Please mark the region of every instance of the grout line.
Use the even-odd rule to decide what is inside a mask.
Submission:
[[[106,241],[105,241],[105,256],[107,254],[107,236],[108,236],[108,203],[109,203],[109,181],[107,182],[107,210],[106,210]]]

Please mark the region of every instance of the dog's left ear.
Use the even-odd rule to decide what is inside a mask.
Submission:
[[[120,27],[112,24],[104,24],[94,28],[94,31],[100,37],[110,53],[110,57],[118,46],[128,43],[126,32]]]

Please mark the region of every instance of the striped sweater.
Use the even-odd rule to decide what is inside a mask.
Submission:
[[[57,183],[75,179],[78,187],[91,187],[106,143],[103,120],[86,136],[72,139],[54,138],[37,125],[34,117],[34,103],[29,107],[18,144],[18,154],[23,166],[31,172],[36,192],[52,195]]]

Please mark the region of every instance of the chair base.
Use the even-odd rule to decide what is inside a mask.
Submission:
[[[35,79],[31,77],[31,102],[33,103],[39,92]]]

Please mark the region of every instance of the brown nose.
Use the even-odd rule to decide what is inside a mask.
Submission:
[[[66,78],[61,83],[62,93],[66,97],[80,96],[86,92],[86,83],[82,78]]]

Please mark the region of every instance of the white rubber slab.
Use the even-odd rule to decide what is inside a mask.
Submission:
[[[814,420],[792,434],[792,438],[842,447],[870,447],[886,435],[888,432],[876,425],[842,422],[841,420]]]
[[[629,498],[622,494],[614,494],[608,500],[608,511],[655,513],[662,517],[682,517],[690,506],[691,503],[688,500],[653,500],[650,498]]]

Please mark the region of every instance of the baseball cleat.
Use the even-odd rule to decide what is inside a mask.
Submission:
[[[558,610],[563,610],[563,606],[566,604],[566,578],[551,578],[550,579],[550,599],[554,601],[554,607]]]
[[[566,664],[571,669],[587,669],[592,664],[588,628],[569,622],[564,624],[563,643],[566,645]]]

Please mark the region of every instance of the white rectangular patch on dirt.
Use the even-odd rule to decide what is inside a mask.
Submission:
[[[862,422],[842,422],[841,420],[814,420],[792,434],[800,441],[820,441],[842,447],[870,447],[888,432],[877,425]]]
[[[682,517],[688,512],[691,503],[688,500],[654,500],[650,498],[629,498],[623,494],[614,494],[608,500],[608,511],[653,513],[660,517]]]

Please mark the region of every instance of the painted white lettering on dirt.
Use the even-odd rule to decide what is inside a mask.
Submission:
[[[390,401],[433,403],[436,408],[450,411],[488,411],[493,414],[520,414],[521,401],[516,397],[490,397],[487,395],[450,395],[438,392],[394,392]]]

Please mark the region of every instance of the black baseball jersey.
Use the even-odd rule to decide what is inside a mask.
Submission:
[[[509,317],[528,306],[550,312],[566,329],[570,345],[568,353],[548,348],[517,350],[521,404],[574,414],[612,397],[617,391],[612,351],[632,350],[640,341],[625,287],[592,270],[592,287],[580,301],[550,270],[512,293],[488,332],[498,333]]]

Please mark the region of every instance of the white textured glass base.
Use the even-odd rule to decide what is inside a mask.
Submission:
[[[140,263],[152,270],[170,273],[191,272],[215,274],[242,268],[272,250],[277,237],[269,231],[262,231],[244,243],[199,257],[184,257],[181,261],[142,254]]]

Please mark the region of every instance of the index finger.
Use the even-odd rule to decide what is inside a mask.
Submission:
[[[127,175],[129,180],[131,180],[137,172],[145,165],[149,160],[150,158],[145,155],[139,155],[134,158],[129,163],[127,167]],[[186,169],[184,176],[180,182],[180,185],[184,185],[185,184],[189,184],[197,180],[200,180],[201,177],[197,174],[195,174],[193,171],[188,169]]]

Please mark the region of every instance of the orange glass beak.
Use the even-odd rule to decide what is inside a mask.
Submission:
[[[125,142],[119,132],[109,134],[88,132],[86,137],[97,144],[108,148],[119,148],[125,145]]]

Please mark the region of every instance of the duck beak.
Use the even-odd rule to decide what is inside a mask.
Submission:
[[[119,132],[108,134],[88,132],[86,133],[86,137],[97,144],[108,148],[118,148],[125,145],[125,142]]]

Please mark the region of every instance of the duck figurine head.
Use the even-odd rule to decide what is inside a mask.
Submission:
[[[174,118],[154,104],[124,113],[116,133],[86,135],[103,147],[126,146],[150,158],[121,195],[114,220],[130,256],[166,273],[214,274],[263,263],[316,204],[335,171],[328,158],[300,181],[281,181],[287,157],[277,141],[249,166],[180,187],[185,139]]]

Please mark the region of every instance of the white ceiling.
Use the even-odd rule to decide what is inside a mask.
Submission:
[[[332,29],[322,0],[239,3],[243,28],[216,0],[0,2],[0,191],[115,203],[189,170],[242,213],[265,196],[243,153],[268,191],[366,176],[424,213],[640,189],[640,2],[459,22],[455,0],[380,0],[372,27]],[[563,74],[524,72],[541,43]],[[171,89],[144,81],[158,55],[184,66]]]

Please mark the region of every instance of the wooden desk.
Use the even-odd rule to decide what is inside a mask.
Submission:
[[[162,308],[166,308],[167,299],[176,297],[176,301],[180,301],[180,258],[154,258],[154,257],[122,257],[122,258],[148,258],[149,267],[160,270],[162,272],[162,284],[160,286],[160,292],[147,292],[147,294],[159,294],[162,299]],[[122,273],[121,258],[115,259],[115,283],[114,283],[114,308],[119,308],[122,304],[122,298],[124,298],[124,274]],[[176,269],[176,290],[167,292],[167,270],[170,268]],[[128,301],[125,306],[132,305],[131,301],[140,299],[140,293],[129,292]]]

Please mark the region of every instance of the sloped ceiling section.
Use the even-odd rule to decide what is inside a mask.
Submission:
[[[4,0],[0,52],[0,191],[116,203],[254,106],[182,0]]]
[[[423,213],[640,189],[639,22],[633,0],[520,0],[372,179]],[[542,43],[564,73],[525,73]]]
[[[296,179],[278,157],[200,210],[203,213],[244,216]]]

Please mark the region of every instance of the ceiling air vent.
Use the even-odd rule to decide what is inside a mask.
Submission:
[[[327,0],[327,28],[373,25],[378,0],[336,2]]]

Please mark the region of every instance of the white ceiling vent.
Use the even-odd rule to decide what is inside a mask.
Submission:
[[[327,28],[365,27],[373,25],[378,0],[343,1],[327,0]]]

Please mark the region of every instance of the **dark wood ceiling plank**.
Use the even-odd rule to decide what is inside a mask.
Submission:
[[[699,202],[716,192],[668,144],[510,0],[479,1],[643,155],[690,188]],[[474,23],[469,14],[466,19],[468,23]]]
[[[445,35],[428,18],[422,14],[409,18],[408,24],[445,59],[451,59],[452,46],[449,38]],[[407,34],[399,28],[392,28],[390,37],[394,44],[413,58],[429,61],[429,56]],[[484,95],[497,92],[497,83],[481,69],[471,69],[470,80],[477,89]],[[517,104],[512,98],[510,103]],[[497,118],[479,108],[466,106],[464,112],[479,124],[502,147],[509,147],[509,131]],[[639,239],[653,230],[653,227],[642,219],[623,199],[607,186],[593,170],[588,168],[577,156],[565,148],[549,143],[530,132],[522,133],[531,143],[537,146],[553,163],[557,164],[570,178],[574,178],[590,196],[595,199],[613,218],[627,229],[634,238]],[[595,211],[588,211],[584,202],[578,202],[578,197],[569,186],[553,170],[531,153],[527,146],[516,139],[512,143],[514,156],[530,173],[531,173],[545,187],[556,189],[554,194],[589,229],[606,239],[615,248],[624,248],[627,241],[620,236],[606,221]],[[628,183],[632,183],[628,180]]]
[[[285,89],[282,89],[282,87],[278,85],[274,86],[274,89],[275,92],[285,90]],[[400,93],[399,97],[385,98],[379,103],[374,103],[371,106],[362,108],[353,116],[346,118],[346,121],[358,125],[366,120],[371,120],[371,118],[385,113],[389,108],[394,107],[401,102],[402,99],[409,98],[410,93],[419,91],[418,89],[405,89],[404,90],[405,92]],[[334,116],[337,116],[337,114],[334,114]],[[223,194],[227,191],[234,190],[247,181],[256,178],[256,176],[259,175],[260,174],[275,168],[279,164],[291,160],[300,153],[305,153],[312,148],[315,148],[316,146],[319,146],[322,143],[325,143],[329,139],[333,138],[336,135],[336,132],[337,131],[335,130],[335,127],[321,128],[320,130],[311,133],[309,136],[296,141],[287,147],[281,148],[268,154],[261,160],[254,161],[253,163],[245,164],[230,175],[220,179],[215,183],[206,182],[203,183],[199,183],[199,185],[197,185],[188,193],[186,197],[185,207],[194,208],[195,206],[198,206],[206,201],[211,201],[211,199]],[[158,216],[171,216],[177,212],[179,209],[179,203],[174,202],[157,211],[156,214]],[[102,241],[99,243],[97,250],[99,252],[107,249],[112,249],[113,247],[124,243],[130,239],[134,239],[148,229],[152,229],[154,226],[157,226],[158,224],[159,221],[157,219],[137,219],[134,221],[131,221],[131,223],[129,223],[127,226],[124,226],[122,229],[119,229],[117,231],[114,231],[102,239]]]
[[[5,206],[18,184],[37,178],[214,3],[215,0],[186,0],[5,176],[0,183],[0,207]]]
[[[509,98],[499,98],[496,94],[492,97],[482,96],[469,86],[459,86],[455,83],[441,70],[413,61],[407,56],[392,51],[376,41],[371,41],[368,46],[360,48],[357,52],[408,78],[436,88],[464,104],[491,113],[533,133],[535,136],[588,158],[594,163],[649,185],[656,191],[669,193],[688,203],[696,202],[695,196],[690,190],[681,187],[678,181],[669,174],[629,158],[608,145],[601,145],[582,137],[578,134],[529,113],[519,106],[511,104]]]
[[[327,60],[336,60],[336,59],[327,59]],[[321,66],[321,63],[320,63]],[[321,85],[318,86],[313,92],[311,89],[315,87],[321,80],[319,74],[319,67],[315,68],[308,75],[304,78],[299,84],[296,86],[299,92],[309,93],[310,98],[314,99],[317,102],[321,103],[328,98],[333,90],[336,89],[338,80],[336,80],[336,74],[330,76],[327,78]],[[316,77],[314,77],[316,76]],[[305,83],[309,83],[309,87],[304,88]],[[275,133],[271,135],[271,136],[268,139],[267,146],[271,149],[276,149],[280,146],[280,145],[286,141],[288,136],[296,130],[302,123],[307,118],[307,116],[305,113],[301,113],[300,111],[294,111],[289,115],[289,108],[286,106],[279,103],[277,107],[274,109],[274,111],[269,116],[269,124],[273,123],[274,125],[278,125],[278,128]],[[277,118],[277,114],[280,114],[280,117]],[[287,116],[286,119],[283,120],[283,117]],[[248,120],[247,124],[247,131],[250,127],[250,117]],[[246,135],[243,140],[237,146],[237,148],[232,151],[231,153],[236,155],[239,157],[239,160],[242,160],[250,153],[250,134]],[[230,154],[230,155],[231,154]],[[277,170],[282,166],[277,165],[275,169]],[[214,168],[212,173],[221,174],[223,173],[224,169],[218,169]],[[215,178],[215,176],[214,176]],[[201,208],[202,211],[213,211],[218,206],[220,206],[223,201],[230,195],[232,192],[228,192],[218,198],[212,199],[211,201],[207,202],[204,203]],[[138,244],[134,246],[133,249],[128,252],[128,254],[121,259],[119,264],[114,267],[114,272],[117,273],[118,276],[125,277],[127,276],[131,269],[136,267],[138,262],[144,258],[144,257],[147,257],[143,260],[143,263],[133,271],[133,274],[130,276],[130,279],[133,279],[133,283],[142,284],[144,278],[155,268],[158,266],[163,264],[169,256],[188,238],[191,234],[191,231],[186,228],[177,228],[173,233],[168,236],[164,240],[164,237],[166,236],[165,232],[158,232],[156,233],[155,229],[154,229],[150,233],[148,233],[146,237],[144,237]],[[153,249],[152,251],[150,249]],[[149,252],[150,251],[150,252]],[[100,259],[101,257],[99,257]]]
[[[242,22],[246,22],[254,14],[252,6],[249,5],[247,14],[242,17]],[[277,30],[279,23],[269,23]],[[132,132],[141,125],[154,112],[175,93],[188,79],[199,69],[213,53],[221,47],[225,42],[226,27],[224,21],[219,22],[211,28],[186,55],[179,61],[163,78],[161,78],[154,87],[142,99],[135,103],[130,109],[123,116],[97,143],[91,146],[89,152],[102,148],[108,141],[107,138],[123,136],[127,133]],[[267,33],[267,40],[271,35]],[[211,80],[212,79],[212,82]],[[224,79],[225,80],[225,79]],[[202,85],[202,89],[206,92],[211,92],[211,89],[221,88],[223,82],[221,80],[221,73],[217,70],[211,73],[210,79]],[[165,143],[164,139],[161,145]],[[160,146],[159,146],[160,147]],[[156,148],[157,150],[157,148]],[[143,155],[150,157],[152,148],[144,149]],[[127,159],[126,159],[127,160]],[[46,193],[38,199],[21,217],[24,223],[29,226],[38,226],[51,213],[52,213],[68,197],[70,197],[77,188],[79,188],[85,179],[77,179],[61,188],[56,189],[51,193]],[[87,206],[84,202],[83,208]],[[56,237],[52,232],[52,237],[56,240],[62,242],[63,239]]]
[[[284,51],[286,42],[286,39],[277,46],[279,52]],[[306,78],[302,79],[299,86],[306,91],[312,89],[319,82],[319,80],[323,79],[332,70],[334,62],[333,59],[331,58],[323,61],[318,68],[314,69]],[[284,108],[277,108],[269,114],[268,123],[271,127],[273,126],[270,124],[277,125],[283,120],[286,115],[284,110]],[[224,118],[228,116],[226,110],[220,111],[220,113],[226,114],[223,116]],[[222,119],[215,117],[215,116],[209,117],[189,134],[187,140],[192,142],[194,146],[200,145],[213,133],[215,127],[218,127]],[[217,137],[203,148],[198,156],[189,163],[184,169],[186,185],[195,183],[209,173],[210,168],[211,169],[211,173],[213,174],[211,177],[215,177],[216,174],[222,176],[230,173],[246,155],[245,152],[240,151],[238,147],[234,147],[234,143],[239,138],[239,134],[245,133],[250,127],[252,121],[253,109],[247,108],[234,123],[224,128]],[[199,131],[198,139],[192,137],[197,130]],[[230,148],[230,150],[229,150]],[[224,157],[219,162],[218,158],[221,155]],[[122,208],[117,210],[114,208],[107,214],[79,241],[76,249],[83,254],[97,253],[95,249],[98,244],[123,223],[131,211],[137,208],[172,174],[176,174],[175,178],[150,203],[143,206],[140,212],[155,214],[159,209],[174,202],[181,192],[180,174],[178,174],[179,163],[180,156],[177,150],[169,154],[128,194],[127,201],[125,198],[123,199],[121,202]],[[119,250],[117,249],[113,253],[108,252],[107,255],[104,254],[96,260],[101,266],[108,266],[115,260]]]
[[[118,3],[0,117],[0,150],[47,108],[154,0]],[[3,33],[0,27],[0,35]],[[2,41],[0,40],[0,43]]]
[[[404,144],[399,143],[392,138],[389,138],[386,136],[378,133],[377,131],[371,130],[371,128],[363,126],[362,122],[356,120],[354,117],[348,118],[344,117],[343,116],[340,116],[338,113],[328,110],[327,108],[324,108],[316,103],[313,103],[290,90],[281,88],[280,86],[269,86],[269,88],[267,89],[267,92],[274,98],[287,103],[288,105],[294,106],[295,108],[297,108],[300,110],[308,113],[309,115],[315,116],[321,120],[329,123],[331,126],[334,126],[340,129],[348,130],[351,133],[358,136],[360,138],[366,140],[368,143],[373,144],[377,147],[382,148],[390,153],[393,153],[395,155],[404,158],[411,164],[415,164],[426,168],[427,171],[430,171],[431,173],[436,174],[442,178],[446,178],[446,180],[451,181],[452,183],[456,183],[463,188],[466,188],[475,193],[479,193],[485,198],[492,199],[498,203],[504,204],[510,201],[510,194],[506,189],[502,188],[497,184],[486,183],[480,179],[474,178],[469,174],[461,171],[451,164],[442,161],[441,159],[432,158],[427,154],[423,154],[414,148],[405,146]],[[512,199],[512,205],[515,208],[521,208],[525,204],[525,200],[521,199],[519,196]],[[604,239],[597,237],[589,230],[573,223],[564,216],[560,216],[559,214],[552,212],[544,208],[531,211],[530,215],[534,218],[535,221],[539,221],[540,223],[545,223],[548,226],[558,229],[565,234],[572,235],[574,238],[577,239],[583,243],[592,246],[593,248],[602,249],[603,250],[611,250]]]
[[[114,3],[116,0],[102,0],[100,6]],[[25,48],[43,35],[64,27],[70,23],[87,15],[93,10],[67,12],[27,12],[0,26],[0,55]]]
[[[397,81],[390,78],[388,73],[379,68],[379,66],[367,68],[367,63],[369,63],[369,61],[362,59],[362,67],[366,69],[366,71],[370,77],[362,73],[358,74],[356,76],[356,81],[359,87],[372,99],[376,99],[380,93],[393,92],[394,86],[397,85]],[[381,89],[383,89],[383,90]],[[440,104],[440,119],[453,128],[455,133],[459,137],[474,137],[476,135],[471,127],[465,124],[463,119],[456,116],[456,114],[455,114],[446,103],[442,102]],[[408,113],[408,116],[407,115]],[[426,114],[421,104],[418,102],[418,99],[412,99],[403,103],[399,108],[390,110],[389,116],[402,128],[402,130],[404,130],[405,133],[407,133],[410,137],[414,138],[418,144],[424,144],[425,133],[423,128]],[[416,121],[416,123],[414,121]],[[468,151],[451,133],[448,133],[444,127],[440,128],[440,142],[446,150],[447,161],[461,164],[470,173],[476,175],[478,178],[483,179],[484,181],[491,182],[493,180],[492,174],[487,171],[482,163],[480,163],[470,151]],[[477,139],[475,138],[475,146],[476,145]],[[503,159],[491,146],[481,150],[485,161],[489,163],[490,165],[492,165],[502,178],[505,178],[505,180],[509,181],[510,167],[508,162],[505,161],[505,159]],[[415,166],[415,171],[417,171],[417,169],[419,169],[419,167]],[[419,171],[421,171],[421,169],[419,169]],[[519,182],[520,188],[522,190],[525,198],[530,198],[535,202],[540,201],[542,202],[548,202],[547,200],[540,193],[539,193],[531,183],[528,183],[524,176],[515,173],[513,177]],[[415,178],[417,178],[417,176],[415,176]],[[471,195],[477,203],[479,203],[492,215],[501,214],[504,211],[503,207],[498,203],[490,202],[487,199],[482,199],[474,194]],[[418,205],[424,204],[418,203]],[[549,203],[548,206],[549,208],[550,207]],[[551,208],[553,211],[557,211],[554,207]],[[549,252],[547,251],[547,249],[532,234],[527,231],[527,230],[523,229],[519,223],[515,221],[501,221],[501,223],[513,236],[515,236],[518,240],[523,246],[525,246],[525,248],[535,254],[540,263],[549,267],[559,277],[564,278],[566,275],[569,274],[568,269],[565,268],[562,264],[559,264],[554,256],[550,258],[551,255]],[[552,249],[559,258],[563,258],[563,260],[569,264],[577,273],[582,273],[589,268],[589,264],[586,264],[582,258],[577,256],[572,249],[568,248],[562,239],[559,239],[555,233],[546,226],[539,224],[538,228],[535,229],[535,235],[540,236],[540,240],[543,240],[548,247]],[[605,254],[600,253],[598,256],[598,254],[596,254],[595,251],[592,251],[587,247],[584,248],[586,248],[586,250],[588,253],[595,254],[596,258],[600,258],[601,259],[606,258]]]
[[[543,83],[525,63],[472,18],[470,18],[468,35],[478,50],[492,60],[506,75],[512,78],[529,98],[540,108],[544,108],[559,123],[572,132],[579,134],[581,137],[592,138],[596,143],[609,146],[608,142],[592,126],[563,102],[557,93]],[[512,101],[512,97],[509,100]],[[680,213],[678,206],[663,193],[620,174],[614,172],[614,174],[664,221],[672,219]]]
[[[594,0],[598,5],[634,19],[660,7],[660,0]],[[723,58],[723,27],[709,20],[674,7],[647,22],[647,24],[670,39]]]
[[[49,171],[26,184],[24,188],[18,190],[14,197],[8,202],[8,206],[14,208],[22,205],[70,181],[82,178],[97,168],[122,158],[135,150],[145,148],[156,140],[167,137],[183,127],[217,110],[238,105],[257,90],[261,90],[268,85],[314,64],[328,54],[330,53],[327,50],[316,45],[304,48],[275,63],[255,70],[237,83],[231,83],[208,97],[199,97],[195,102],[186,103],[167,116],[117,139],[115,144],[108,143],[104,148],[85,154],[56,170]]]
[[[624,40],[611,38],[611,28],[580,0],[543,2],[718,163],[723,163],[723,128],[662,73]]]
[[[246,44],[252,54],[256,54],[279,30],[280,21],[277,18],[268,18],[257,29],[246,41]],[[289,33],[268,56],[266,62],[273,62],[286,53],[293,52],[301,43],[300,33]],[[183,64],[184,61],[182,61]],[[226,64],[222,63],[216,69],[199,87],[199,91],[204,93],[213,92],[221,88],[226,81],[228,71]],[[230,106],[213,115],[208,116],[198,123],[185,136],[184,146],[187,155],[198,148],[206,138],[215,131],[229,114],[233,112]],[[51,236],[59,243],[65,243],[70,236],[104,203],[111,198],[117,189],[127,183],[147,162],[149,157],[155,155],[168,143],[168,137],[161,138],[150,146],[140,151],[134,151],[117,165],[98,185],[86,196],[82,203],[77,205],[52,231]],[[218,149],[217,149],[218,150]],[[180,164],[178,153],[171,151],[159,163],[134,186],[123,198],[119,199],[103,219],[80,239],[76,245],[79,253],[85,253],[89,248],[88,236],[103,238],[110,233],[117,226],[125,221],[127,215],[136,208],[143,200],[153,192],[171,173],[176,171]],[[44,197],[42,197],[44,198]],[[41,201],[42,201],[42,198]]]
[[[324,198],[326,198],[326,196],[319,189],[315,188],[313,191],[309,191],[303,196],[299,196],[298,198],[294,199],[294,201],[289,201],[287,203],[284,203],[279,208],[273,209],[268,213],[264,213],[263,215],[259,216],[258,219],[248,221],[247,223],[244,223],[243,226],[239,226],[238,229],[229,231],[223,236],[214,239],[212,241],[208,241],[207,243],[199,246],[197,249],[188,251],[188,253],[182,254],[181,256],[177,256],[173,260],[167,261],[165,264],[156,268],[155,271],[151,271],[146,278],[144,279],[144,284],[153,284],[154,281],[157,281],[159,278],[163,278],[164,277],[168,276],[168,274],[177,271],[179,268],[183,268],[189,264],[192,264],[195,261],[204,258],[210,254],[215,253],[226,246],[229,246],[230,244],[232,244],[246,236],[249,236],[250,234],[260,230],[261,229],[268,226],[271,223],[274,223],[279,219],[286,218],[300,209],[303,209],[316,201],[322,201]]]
★ ★ ★ ★
# WHAT THE TASK REQUIRES
Copy out the listing above verbatim, everything from the line that contains "Please mark the region of every instance of the ceiling" down to the line that contains "[[[327,28],[365,27],[373,25],[378,0],[343,1],[327,0]]]", both of those lines included.

# FINAL RESULT
Please mark the region of every instance of the ceiling air vent.
Use the even-odd rule to decide what is inside a mask.
Submission:
[[[327,0],[327,28],[373,25],[378,0],[336,2]]]

Please mark the region of every instance of the white ceiling vent.
Use the even-odd rule to decide what is inside a mask.
Submission:
[[[327,28],[365,27],[373,25],[378,0],[343,1],[327,0]]]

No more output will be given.